Task input:
* * * * * * *

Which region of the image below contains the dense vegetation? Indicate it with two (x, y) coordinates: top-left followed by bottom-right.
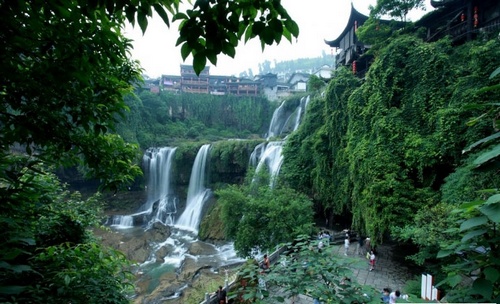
(0, 0), (298, 303)
(281, 30), (500, 301)
(117, 92), (277, 149)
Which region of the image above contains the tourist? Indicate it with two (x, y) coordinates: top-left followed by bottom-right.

* * * * * * *

Directive:
Return the data verbatim, starting at its first line and ending after the line that contains "(117, 92), (277, 149)". Omit the pictures from the output.

Right answer:
Which region of the image below contains the dense vegetation? Indicate it with two (x, y) coordinates: top-left followed by bottom-right.
(0, 0), (298, 303)
(281, 30), (500, 301)
(117, 92), (277, 149)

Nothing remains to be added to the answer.